→ Task requirements
Set down the records again. Every word and mark must match exactly.

→ Dataset entries
========================================
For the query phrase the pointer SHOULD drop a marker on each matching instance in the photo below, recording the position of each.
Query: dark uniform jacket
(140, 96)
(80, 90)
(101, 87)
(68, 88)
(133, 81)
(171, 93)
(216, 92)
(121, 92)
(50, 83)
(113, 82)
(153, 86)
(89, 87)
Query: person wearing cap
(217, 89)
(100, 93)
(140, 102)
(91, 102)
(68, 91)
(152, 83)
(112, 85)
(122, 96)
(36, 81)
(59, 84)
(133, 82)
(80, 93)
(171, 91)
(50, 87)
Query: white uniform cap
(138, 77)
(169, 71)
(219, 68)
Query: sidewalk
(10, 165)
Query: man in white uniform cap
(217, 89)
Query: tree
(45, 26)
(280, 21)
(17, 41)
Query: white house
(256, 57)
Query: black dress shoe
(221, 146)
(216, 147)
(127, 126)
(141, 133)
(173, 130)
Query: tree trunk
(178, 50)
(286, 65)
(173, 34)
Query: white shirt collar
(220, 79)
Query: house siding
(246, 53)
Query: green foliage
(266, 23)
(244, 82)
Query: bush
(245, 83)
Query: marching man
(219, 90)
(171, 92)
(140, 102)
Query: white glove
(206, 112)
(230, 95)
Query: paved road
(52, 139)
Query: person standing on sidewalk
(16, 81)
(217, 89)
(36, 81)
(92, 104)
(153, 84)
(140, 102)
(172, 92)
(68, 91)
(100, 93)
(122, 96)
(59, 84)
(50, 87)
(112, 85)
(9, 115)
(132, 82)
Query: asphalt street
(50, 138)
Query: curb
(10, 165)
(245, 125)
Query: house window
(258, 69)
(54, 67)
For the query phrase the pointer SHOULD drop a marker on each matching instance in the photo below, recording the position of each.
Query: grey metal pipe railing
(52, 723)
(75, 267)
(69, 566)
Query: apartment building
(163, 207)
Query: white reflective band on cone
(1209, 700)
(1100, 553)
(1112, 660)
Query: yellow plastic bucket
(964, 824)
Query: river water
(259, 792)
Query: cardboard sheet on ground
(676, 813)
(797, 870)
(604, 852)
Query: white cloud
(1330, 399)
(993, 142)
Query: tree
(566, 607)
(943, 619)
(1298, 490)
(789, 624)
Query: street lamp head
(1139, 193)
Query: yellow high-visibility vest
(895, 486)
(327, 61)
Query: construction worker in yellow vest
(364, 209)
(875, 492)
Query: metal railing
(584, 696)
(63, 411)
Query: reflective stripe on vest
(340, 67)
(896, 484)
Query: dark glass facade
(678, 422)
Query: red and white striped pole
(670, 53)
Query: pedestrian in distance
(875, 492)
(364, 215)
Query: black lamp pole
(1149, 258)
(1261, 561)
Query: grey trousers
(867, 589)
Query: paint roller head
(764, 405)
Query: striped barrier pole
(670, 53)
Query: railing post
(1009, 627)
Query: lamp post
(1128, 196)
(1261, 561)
========================================
→ Response
For the query phrase the pointer SHOULD drop a marker on each matching instance in the photo below, recording the position of each.
Query: dark uniform jacket
(140, 96)
(80, 90)
(101, 87)
(68, 88)
(133, 81)
(171, 93)
(216, 92)
(121, 92)
(50, 83)
(113, 82)
(153, 86)
(89, 87)
Query: person wearing cap
(217, 89)
(100, 93)
(140, 102)
(91, 102)
(68, 91)
(152, 83)
(112, 85)
(122, 96)
(36, 81)
(59, 84)
(133, 82)
(80, 93)
(171, 91)
(50, 87)
Query: white uniform cap
(138, 77)
(169, 71)
(219, 68)
Query: sidewalk
(10, 165)
Query: man in white uniform cap
(217, 89)
Query: tree
(45, 26)
(280, 21)
(17, 41)
Query: white house
(256, 57)
Query: black dress shoe
(221, 146)
(216, 147)
(127, 126)
(141, 133)
(173, 130)
Query: tree trunk
(178, 50)
(286, 65)
(173, 34)
Query: white shirt collar
(220, 79)
Query: house siding
(246, 53)
Query: green foliage
(266, 23)
(244, 82)
Query: bush
(245, 83)
Query: marching man
(219, 90)
(171, 92)
(140, 102)
Query: white glove
(206, 112)
(230, 95)
Query: paved road
(52, 139)
Query: person standing on sidewalk
(16, 81)
(217, 89)
(36, 81)
(92, 104)
(153, 84)
(140, 102)
(172, 92)
(68, 91)
(100, 93)
(122, 96)
(59, 84)
(50, 87)
(112, 85)
(9, 115)
(132, 82)
Query: asphalt street
(50, 138)
Query: curb
(10, 165)
(245, 125)
Query: house window
(258, 69)
(54, 67)
For the query phrase the pointer SHOULD drop a marker on each matching instance in the photo below, recording the position of each.
Query: grey metal pipe railing
(52, 723)
(75, 267)
(69, 566)
Query: apartment building
(163, 207)
Query: white reflective band on cone
(1209, 700)
(1100, 553)
(1112, 660)
Query: yellow plastic bucket
(964, 824)
Query: river water
(259, 792)
Query: cardboard sheet on ground
(676, 813)
(797, 870)
(604, 852)
Query: white cloud
(1330, 399)
(993, 142)
Query: tree
(566, 607)
(943, 619)
(1298, 490)
(789, 624)
Query: street lamp head
(1139, 193)
Query: yellow high-visibility vest
(895, 486)
(327, 61)
Query: construction worker in yellow vest
(364, 209)
(875, 492)
Query: metal railing
(584, 696)
(63, 411)
Query: reflective stripe on vest
(340, 67)
(896, 484)
Query: dark glass facade
(678, 422)
Query: red and white striped pole
(670, 53)
Query: pedestrian in distance
(875, 492)
(364, 215)
Query: black lamp pole
(1149, 258)
(1261, 561)
Query: grey trousers
(867, 589)
Query: paint roller head
(764, 405)
Query: striped barrier pole
(670, 53)
Query: railing post
(1009, 627)
Query: lamp post
(1128, 196)
(1261, 561)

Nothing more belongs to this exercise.